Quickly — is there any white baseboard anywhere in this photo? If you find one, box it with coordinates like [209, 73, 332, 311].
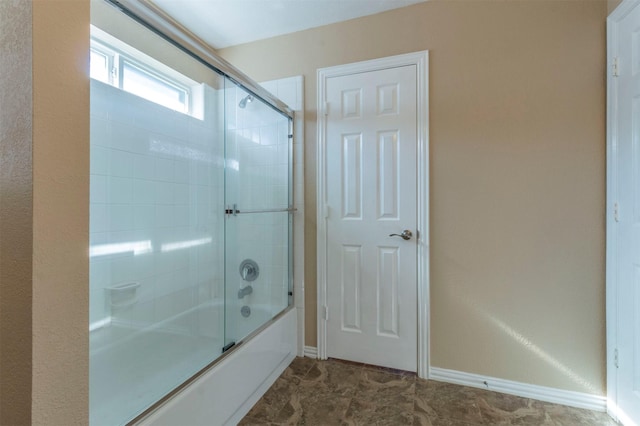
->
[303, 346, 318, 358]
[429, 367, 606, 412]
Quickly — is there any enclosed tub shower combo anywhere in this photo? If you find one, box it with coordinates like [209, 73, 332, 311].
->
[89, 1, 297, 424]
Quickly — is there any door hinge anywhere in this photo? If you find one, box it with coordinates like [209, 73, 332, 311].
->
[614, 202, 620, 222]
[612, 57, 620, 77]
[323, 305, 329, 321]
[323, 101, 329, 116]
[614, 348, 619, 368]
[324, 205, 330, 219]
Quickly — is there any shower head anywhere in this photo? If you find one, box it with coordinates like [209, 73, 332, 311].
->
[238, 94, 254, 109]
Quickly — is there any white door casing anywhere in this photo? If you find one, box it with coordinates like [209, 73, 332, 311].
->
[607, 1, 640, 425]
[317, 51, 429, 377]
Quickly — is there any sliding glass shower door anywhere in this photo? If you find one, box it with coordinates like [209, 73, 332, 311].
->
[89, 2, 294, 425]
[89, 3, 227, 423]
[223, 81, 292, 348]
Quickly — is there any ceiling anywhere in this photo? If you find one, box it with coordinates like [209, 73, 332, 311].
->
[150, 0, 428, 49]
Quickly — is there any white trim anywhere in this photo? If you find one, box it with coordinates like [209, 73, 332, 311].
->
[429, 367, 607, 412]
[609, 0, 640, 19]
[606, 0, 640, 422]
[303, 346, 318, 359]
[293, 76, 305, 358]
[609, 406, 638, 426]
[316, 51, 430, 378]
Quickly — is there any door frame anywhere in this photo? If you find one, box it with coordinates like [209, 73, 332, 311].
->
[316, 51, 430, 378]
[607, 0, 639, 422]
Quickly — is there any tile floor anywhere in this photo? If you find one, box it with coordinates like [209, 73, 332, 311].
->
[239, 357, 617, 426]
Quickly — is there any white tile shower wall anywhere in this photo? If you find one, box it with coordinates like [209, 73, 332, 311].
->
[89, 80, 225, 337]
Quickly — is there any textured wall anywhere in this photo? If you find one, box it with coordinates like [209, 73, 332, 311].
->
[220, 0, 608, 395]
[0, 0, 33, 423]
[31, 0, 90, 424]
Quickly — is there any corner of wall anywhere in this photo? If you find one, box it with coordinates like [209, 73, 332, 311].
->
[0, 0, 33, 424]
[608, 0, 624, 14]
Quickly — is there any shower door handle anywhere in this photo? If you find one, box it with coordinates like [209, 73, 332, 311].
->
[226, 205, 297, 215]
[389, 230, 412, 240]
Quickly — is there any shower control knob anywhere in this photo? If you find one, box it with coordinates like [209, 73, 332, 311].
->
[239, 259, 259, 281]
[389, 230, 412, 240]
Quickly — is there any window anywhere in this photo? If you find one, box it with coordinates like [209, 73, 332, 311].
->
[90, 28, 194, 115]
[89, 48, 110, 84]
[121, 60, 188, 113]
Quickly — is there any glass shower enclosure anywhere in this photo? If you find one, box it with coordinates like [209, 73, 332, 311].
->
[88, 2, 293, 424]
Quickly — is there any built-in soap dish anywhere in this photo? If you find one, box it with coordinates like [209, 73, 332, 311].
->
[107, 282, 140, 308]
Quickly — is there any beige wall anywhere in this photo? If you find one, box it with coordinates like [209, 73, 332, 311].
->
[0, 0, 89, 424]
[220, 0, 608, 395]
[32, 0, 89, 423]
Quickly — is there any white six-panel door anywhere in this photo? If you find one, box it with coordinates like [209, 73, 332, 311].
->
[609, 1, 640, 425]
[324, 65, 418, 372]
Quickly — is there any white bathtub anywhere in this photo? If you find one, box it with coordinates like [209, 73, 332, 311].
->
[136, 307, 297, 425]
[90, 298, 296, 426]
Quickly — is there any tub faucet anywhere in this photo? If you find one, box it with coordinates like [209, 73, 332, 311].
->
[238, 285, 253, 299]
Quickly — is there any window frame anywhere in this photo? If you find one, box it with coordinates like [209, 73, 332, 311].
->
[90, 41, 117, 85]
[89, 33, 194, 115]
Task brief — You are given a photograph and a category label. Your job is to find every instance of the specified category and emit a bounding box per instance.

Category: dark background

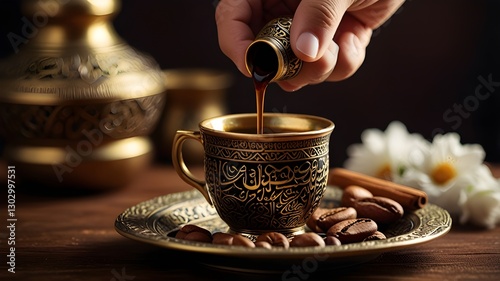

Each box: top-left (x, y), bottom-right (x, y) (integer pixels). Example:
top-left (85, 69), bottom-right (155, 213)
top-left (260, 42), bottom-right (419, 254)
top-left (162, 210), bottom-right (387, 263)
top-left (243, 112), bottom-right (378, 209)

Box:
top-left (1, 0), bottom-right (499, 167)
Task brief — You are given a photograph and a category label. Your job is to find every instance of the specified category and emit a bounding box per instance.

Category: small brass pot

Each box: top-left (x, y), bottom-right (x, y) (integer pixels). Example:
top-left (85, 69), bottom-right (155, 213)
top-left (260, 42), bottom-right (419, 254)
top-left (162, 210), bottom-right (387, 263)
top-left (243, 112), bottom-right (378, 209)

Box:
top-left (245, 17), bottom-right (303, 82)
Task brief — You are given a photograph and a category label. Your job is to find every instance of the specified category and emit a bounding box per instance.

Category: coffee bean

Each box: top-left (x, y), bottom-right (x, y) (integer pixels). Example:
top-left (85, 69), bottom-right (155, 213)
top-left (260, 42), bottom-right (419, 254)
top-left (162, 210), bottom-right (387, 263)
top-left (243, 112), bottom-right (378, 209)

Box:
top-left (255, 241), bottom-right (273, 249)
top-left (316, 207), bottom-right (357, 232)
top-left (324, 236), bottom-right (342, 246)
top-left (326, 218), bottom-right (378, 244)
top-left (290, 233), bottom-right (325, 247)
top-left (175, 224), bottom-right (212, 243)
top-left (232, 234), bottom-right (256, 248)
top-left (183, 231), bottom-right (213, 243)
top-left (212, 232), bottom-right (234, 245)
top-left (306, 208), bottom-right (330, 232)
top-left (255, 232), bottom-right (290, 249)
top-left (341, 185), bottom-right (373, 207)
top-left (177, 226), bottom-right (211, 242)
top-left (354, 196), bottom-right (404, 224)
top-left (363, 231), bottom-right (387, 241)
top-left (212, 232), bottom-right (255, 248)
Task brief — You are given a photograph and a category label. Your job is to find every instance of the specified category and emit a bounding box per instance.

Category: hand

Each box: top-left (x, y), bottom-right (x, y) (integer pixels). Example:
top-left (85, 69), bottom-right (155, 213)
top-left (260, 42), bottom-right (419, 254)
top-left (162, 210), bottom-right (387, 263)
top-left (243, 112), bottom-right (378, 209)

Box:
top-left (215, 0), bottom-right (405, 91)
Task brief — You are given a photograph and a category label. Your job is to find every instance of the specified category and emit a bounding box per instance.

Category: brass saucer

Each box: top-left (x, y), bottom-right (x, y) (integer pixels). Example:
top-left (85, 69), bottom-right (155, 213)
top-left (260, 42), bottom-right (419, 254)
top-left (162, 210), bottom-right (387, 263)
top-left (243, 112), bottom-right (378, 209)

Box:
top-left (115, 187), bottom-right (452, 273)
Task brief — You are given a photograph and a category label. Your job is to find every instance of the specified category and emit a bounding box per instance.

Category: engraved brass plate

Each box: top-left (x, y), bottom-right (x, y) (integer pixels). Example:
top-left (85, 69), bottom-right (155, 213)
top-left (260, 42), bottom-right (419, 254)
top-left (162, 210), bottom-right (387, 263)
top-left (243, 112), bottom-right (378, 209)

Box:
top-left (115, 187), bottom-right (452, 273)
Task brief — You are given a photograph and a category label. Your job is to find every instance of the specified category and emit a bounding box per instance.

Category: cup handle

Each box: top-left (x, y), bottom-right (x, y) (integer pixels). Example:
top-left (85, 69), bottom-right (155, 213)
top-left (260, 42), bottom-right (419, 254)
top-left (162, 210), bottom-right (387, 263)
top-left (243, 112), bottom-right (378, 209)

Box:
top-left (171, 130), bottom-right (213, 206)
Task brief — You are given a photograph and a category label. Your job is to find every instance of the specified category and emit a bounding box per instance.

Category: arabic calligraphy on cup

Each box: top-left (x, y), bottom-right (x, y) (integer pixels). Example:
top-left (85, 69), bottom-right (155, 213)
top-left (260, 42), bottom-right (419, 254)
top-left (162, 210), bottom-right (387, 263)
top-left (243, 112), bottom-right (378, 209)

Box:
top-left (172, 113), bottom-right (335, 236)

*Your goal:* Across the records above, count each line that holds the word "frame" and give only the resulting number.

*Result for this task:* 2